- **EXERCISE GOAL**:
Return the stretch of the records from the line containing "Where can you spot the distant" through the last line of the records, copied verbatim.
** Begin **
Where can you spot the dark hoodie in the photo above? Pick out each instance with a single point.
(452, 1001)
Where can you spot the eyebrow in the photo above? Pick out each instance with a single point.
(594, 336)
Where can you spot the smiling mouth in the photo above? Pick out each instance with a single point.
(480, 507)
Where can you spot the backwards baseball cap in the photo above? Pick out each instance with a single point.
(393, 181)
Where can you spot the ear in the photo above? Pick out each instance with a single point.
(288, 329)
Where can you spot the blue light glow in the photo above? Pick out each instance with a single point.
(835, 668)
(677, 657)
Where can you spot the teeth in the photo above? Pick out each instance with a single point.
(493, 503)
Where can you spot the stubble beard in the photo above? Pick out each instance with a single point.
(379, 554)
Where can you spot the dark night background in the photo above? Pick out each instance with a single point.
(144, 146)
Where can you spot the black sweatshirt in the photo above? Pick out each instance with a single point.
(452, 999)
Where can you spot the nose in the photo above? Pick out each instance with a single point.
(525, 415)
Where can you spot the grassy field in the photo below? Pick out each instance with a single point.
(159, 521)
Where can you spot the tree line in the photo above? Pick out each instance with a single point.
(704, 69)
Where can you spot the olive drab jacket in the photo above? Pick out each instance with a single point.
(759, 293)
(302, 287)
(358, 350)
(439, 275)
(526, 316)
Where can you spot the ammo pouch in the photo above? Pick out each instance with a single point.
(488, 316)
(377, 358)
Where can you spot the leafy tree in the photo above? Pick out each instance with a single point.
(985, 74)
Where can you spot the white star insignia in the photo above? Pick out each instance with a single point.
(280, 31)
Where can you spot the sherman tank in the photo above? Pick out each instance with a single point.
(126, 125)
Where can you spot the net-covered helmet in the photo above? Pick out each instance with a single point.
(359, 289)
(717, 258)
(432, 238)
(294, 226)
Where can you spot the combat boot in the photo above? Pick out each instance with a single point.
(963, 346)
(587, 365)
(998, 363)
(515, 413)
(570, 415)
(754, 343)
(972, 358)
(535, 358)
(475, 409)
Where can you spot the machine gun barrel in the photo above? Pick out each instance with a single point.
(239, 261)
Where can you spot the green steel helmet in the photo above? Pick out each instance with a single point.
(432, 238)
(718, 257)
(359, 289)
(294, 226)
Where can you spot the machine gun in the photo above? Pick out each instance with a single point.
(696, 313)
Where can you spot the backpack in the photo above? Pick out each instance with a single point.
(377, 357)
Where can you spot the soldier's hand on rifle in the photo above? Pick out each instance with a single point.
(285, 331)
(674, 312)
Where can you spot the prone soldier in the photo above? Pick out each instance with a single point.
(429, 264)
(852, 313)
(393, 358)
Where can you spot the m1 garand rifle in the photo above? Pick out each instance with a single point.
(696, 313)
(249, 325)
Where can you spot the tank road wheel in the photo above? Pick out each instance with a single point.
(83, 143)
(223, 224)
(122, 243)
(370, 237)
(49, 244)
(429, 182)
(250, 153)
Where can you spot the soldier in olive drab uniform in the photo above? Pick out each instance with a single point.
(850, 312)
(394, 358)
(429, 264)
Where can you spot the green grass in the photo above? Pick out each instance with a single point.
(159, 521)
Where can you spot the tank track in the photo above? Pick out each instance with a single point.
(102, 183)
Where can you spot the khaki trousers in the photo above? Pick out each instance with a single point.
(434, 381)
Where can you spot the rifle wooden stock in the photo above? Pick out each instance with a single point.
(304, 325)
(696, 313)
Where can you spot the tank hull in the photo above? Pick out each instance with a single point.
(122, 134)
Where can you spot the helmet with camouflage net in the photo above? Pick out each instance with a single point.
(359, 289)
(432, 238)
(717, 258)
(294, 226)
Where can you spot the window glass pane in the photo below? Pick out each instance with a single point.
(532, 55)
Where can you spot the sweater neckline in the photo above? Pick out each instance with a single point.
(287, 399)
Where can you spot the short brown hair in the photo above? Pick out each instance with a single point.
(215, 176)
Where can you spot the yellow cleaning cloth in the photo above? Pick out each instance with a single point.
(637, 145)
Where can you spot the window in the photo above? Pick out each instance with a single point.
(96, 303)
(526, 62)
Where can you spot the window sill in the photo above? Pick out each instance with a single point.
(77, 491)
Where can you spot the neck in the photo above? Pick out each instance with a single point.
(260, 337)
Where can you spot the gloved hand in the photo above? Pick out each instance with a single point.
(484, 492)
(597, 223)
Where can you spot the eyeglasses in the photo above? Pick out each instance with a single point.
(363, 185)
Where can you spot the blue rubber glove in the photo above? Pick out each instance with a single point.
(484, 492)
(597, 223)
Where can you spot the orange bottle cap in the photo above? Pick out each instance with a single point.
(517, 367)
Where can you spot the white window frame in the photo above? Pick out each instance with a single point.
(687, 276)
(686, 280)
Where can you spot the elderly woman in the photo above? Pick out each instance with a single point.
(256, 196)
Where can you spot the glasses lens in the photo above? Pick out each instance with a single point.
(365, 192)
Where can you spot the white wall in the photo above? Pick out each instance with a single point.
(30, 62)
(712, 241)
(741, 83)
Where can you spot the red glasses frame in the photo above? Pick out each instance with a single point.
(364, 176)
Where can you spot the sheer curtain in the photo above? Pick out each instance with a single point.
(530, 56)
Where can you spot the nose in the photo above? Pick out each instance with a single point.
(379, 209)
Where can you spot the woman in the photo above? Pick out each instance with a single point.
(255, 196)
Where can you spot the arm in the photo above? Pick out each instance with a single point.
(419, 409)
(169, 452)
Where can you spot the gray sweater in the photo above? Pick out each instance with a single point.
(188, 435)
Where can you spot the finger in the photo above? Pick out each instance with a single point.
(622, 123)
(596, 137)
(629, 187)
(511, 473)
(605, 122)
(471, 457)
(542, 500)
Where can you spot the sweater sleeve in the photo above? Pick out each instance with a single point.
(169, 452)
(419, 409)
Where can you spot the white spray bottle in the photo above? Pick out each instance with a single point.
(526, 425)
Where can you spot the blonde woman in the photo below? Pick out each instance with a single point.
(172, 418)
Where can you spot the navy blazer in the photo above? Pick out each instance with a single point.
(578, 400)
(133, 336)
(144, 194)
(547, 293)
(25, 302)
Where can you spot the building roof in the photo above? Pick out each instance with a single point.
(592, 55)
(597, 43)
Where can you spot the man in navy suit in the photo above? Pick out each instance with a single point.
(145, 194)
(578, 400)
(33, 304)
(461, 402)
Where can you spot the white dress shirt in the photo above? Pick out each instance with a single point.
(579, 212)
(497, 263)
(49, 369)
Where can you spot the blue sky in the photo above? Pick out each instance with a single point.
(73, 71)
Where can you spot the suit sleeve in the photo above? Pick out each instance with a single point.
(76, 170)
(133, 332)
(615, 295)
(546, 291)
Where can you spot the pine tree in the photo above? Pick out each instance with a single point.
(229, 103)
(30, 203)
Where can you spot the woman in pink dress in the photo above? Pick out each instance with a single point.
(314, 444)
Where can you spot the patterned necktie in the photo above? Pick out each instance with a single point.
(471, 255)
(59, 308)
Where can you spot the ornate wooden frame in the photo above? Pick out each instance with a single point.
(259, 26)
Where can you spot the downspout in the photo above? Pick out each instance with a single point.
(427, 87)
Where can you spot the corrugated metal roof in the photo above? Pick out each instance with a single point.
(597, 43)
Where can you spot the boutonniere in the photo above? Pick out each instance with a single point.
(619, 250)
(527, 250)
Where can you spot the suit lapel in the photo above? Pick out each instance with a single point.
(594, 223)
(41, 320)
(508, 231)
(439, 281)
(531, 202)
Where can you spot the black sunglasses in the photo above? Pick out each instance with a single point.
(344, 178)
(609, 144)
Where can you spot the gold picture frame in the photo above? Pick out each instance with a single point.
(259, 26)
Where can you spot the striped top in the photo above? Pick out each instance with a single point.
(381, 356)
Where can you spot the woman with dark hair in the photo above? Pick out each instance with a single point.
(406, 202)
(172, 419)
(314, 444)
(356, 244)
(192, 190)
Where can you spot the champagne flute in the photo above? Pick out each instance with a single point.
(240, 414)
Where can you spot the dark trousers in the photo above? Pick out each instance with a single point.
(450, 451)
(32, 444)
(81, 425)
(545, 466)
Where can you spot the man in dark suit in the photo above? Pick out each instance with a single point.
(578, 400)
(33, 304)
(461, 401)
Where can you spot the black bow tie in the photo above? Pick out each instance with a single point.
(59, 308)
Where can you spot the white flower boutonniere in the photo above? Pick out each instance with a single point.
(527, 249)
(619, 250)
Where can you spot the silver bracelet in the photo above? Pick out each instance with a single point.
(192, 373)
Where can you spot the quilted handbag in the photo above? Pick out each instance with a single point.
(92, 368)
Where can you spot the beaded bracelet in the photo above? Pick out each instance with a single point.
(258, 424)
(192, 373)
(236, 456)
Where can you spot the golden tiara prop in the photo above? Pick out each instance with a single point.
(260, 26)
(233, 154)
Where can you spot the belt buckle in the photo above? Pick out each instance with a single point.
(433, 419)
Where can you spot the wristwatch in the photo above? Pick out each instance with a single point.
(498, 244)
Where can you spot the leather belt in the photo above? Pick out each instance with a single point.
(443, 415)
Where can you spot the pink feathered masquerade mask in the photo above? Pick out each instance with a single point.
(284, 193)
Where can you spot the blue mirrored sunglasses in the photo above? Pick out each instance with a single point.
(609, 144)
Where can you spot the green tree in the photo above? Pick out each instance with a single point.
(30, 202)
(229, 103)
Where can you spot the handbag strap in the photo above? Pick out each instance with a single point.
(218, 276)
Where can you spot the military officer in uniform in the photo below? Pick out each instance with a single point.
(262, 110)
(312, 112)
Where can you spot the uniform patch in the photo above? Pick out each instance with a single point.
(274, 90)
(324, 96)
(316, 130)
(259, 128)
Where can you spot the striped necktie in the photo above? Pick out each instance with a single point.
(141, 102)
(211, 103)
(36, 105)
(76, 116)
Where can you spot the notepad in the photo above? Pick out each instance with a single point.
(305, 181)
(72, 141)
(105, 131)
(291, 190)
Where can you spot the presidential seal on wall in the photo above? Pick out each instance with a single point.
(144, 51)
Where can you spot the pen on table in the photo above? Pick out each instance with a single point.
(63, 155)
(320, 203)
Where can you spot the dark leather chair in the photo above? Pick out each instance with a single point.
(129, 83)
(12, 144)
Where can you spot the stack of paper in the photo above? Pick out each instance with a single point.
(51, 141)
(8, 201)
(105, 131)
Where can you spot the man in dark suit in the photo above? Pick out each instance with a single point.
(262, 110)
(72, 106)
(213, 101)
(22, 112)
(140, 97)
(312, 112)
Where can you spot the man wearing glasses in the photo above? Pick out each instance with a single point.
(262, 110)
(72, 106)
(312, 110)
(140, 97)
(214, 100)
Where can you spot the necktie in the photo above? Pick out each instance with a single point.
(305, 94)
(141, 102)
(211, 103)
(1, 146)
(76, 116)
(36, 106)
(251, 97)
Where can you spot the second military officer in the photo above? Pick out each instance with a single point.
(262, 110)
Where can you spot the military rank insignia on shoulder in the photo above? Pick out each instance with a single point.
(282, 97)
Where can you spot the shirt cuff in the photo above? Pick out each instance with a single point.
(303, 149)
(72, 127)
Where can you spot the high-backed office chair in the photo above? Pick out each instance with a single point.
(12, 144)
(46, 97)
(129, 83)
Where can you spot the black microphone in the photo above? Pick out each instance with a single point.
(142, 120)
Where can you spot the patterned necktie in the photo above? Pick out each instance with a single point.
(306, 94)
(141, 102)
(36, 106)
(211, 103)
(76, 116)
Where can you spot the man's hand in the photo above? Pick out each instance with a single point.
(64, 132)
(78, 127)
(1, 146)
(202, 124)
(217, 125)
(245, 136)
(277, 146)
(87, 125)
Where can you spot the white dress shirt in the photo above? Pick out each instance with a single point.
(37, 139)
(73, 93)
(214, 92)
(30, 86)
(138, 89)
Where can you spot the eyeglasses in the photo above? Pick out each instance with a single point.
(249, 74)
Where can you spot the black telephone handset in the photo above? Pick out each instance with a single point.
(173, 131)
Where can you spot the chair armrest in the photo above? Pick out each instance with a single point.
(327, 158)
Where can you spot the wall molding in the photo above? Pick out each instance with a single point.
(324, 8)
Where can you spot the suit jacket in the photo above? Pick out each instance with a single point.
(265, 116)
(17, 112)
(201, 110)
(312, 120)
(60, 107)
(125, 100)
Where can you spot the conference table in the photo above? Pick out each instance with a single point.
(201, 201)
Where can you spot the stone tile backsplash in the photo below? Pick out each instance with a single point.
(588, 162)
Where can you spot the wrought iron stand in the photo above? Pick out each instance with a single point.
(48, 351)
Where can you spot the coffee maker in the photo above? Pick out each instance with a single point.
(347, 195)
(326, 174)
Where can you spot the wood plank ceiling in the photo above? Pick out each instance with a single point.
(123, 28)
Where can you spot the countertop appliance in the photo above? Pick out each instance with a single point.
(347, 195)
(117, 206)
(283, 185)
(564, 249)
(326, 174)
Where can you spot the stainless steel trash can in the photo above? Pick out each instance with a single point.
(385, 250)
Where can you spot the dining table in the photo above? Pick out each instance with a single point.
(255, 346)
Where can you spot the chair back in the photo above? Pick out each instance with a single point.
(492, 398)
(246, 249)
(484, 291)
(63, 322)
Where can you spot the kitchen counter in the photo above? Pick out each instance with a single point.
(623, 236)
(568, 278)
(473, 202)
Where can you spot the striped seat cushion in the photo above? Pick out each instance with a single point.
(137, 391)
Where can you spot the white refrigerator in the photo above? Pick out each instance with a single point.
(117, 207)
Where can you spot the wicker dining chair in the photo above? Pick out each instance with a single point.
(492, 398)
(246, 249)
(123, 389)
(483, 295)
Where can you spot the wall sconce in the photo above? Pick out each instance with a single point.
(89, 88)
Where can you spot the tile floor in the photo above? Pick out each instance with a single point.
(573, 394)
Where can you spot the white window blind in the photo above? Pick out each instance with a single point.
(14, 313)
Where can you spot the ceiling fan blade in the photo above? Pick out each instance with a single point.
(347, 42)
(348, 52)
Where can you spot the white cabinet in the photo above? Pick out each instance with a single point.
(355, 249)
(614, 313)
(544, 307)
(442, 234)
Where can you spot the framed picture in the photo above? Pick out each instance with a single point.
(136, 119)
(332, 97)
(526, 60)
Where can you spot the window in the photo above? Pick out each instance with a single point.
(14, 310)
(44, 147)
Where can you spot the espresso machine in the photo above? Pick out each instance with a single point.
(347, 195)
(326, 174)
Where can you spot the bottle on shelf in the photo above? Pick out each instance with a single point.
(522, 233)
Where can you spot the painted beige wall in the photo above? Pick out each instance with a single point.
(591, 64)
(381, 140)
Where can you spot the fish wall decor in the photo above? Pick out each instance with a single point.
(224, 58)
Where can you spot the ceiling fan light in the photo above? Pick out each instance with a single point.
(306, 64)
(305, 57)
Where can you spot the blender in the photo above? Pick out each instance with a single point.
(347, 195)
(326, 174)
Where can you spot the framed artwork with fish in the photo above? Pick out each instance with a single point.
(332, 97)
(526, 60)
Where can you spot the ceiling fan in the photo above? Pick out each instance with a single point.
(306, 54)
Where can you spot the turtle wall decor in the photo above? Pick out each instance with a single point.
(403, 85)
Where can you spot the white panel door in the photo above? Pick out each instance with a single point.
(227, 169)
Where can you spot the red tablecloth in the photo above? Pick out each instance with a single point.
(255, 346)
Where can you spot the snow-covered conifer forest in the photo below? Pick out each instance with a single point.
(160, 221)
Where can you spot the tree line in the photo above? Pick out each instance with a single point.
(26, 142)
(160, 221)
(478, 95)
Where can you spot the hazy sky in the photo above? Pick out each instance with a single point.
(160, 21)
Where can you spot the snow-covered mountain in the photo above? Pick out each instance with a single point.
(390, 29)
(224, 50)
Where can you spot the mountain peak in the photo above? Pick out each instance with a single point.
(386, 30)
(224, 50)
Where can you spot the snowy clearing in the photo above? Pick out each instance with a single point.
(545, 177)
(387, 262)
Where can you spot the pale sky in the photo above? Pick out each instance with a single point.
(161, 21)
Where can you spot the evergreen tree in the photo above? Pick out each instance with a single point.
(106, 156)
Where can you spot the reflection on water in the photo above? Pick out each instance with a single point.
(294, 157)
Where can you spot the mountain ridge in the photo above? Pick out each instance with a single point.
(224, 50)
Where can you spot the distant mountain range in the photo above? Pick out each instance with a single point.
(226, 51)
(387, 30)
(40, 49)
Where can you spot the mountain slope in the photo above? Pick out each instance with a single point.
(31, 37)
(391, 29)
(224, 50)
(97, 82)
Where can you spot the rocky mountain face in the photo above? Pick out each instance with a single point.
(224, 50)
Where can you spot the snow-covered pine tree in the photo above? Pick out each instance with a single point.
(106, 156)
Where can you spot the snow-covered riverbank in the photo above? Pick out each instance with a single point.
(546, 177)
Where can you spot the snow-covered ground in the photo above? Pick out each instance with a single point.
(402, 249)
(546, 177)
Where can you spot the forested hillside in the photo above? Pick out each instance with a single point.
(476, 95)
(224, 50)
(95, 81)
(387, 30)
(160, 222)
** End **
- **REPLY TO THE EXERCISE**:
Where can you spot the distant mountain range in the photo above? Pick out each instance with a single point.
(226, 51)
(387, 30)
(40, 49)
Where can you spot the mountain slope in the photo above? Pick out each instance with a single point.
(31, 37)
(391, 29)
(224, 50)
(97, 82)
Where can you spot the rocky mountain face in the photo above? Pick out each instance with a single point.
(224, 50)
Where can you spot the snow-covered pine tree in the photo above? Pick out each instance with a single point.
(106, 156)
Where can you spot the snow-covered riverbank in the photo above? Pick out each instance with a single point.
(546, 177)
Where can you spot the snow-covered ground in the photo above? Pick out each instance with a single point.
(402, 249)
(546, 177)
Where can you spot the forested hillside in the photo above? Pick out each instance with a single point.
(476, 95)
(224, 50)
(95, 81)
(387, 30)
(160, 222)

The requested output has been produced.